→ EXERCISE:
All the lines below need to be output exactly, apart from any images.
(SUPPLIED RECORDS)
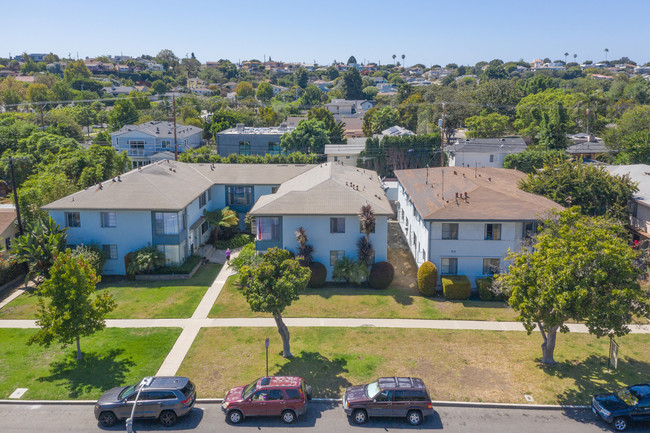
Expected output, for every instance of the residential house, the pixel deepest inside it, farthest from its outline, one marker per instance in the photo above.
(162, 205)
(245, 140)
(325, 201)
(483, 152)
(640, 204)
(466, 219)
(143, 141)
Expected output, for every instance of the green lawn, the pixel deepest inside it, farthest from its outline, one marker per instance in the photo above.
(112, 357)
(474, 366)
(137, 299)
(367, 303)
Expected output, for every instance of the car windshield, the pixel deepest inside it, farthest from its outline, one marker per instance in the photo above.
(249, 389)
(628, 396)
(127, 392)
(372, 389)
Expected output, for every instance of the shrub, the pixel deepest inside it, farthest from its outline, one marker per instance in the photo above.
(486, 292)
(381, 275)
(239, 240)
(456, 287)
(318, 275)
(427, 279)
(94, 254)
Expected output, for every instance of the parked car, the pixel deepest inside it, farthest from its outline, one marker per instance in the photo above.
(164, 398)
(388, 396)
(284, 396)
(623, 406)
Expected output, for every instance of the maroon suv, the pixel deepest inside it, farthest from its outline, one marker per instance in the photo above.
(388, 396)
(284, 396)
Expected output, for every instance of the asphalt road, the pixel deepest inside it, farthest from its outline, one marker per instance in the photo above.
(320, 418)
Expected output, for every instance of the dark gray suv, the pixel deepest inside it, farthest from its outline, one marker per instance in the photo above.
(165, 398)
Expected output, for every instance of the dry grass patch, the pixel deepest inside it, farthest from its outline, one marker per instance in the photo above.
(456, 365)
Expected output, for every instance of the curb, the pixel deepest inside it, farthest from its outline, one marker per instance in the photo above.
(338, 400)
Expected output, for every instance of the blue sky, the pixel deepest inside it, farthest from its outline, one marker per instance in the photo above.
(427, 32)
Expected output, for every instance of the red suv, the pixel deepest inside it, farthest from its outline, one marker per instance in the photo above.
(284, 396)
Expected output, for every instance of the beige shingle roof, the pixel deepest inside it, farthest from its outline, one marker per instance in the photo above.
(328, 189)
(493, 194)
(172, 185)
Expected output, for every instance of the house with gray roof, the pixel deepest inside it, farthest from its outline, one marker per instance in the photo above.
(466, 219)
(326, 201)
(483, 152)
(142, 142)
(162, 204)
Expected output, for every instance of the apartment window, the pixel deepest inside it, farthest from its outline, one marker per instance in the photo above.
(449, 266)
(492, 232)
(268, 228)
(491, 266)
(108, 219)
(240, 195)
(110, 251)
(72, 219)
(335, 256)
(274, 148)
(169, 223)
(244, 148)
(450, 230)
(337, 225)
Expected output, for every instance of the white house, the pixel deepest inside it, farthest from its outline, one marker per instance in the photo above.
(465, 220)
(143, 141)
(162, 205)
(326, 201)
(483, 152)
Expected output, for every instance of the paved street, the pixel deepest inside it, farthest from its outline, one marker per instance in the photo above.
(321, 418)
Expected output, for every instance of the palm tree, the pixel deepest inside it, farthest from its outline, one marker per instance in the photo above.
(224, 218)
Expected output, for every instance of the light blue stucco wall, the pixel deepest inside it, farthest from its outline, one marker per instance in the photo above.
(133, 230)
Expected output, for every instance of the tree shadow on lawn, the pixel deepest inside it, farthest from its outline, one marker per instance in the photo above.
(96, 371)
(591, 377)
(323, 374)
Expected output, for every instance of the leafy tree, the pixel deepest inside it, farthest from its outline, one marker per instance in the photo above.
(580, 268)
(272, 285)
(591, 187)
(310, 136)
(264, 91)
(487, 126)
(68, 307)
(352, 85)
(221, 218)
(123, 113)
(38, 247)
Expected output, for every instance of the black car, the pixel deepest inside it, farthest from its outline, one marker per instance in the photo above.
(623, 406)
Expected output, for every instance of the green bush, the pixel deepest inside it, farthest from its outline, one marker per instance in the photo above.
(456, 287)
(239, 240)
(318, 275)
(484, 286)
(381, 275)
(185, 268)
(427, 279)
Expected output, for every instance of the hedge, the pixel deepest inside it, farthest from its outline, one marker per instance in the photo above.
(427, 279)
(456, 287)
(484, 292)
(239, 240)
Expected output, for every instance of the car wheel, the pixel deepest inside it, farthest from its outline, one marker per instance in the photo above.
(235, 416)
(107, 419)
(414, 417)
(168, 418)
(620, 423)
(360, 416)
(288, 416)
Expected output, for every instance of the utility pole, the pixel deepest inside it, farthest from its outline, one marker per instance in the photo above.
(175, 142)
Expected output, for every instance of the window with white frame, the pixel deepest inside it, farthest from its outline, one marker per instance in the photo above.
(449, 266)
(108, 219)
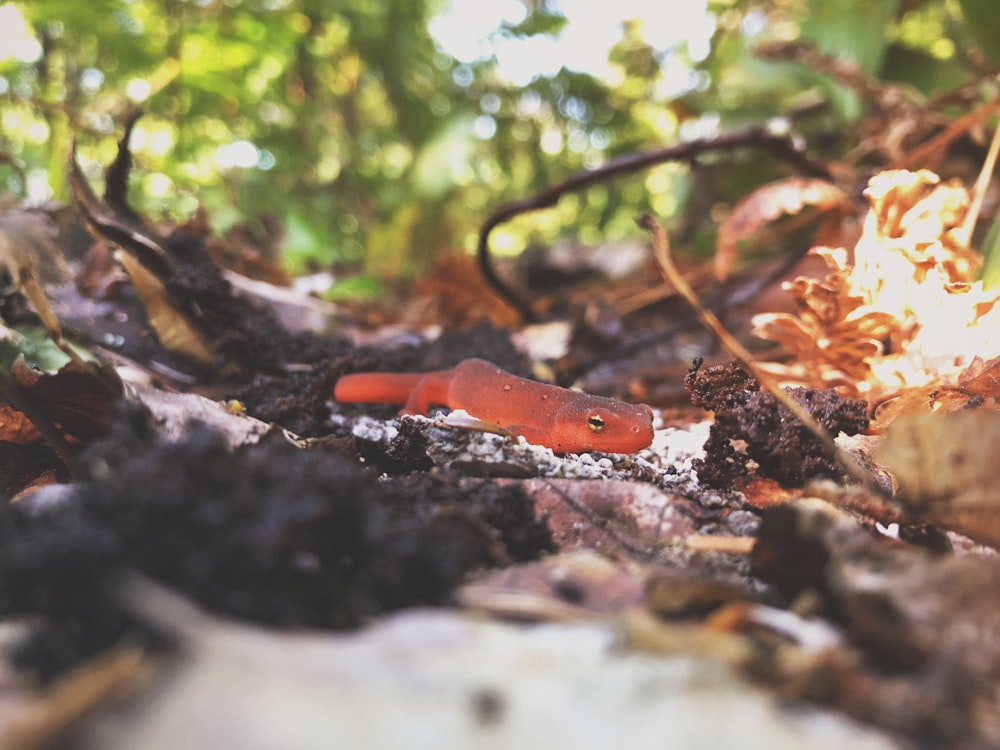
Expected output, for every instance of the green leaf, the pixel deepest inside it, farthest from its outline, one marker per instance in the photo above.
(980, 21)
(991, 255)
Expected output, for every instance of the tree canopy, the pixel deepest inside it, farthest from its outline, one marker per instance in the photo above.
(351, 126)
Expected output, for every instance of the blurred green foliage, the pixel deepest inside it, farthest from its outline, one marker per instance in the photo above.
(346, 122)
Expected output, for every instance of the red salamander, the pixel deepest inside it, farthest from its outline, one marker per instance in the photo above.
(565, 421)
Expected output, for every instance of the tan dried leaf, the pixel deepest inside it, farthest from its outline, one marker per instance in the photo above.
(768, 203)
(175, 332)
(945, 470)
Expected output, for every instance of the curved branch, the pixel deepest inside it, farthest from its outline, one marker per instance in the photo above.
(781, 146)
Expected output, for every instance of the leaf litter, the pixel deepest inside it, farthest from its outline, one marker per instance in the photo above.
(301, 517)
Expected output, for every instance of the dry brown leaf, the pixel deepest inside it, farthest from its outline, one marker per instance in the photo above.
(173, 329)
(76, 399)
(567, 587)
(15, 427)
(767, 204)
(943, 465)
(End SUPPLIED RECORDS)
→ WRITTEN RESPONSE:
Expected output, for every instance of the residential house, the pixel deepest inside it, farthest from its outline, one marker per instance in the photo above.
(162, 205)
(245, 140)
(325, 201)
(483, 152)
(640, 204)
(466, 219)
(143, 141)
Expected output, for every instance of the green lawn, the pixel deepest inside it, farthest from its outline, one marker per instance in the photo above.
(112, 357)
(474, 366)
(137, 299)
(367, 303)
Expected output, for every instance of the car windshield, the pixel deepest inside it, farthest from its outline, one marker per instance in the photo above.
(249, 389)
(628, 396)
(127, 392)
(372, 389)
Expected output, for every instance of the shrub, the pixel deepest inside it, farthest from its outline, one marker per instance in the photo above.
(486, 292)
(381, 275)
(239, 240)
(456, 287)
(318, 275)
(427, 279)
(94, 254)
Expected output, for every instance of the parked car, the pixel deepest inside it, farthest from its outline, one marker per instance in the photo above.
(164, 398)
(388, 396)
(284, 396)
(623, 406)
Expected output, for every instance of the maroon suv, the pixel deepest inside it, farthest from its outline, one marker per instance in the photo above.
(388, 396)
(284, 396)
Expected output, for every instance of the asphalt road, the pixel deepest inside it, farthest from its outline, one marker per instance in the photo above.
(320, 418)
Expected output, for every instance of the dark gray suv, the pixel deepest inside it, farthest from its outline, one marker per instance in the photo above.
(165, 398)
Expected output, for every instance of the dry grass patch, the pixel deepest inside it, farthest from its outline, one marker per instance in the photo above.
(456, 365)
Expected output, for every instance of the curb, the pixel deepest inside it, farthest from its outline, one marker per instance in the photo above.
(338, 400)
Expected output, for every instance of the blue sky, the pixel deepest inside it, farthest from its outline, one marker per instance in the photo above.
(427, 32)
Expected output, for every instance of the red suv, the pixel deepest inside it, farthest from its outline, one marker per instance in the photo above.
(284, 396)
Expected output, for every instance of the beige shingle roof, the pixel deepest inside it, farthest from its outline, one marker per instance in the photo above.
(328, 189)
(493, 194)
(172, 185)
Expected output, for every instance of the house with gray roof, the pixel deepest inside it, farthest from its outline, one marker per instance in the photo above.
(466, 219)
(326, 201)
(483, 152)
(142, 142)
(162, 204)
Expected output, for every instance of the apartment window, the pixel deepest inside it, farthest from its outline, one marker per instance in the photo above.
(449, 266)
(492, 232)
(268, 228)
(491, 266)
(108, 219)
(240, 195)
(110, 251)
(72, 219)
(335, 256)
(274, 148)
(169, 223)
(244, 148)
(450, 230)
(337, 225)
Expected output, for every instance of the white house, the pixel deepest inside it, farthest from its outline, one marker per instance in the photo above.
(465, 220)
(143, 141)
(162, 205)
(326, 201)
(483, 152)
Expected output, for every instance of the paved street, the pixel deepest inside it, farthest from its outline, one marker per instance in the photo above.
(321, 418)
Expected output, for every instance of the palm tree, the pixel deepest inside it, farthest from its outline, one marker per instance in the photo above.
(224, 218)
Expected output, for every instance of the light blue stucco wall, the pixel deepest inside it, farthest from its outline, one marker per instance in the photo above.
(133, 230)
Expected output, for every instance of the tree shadow on lawn, the pixel deepest inside it, farthest from its outline, one marker per instance in the photo above.
(96, 371)
(591, 377)
(323, 374)
Expected output, for every instance of the leafy tree, the pixel deepest inside it, farthest from its outline, one marker per instance in the photo above.
(580, 268)
(272, 285)
(591, 187)
(310, 136)
(264, 91)
(487, 126)
(68, 307)
(352, 85)
(221, 218)
(123, 113)
(38, 247)
Expected output, for every instance of the black car, the pixel deepest inside it, farthest from its outline, one marker per instance in the photo above.
(623, 406)
Expected output, for every instance of the green bush, the pixel deepest inside it, farthest from its outline, one marker per instance in the photo above.
(456, 287)
(239, 240)
(318, 275)
(484, 286)
(381, 275)
(185, 268)
(427, 279)
Expected output, for every instance of the hedge, the pixel deepest inside it, farthest from its outline, one marker per instance in the photo above.
(427, 279)
(456, 287)
(484, 292)
(239, 240)
Expected output, for every instance of the car wheel, the pixel deepest inside it, farthest from its outline, one marker per instance in the photo above.
(235, 416)
(107, 419)
(414, 417)
(168, 418)
(620, 423)
(360, 416)
(288, 416)
Expected output, for every instance of the utility pole, the pixel deepest inside it, farthest from its outline, one marker per instance in the photo above.
(175, 142)
Expected output, for every instance of the window with white frame, the pixel deepest inside it, farthest from its outline, one marker per instance in the photo above.
(449, 266)
(108, 219)
Expected output, for every instance of the green leaf, the pixel deepest inside it, farthest from its outline, one marker per instance in the photo above.
(980, 21)
(991, 255)
Expected output, for every instance of the tree canopy, the pixel deepest inside it, farthest from its outline, one marker per instance in the photo above.
(351, 126)
Expected output, for every instance of the blurred green foliage, the pixel deepest inside it, farthest from its outline, one marker per instance in the photo above.
(346, 122)
Expected output, for every instance of the red salamander, the pixel deepest inside it, farthest from its outline, one marker per instance in the photo above.
(565, 421)
Expected output, for every instance of the tan dried leaf, the pixel deepest inside it, farthest from its outline, one marker per instance in the photo above.
(768, 203)
(175, 332)
(945, 470)
Expected output, for every instance of the curved branch, the pixel deepest inside it, farthest from its outline, one marker per instance in the photo above.
(781, 146)
Expected output, for every instance of the leaf litter, the pixel deepest inside it, farthest from its outline, one marker per instance in the photo above.
(301, 517)
Expected output, for every instance of the dry brown leaf, the pixel deepest inside it, farthest from its outline, one marker per instance in the photo above.
(173, 329)
(76, 399)
(567, 587)
(15, 427)
(767, 204)
(943, 465)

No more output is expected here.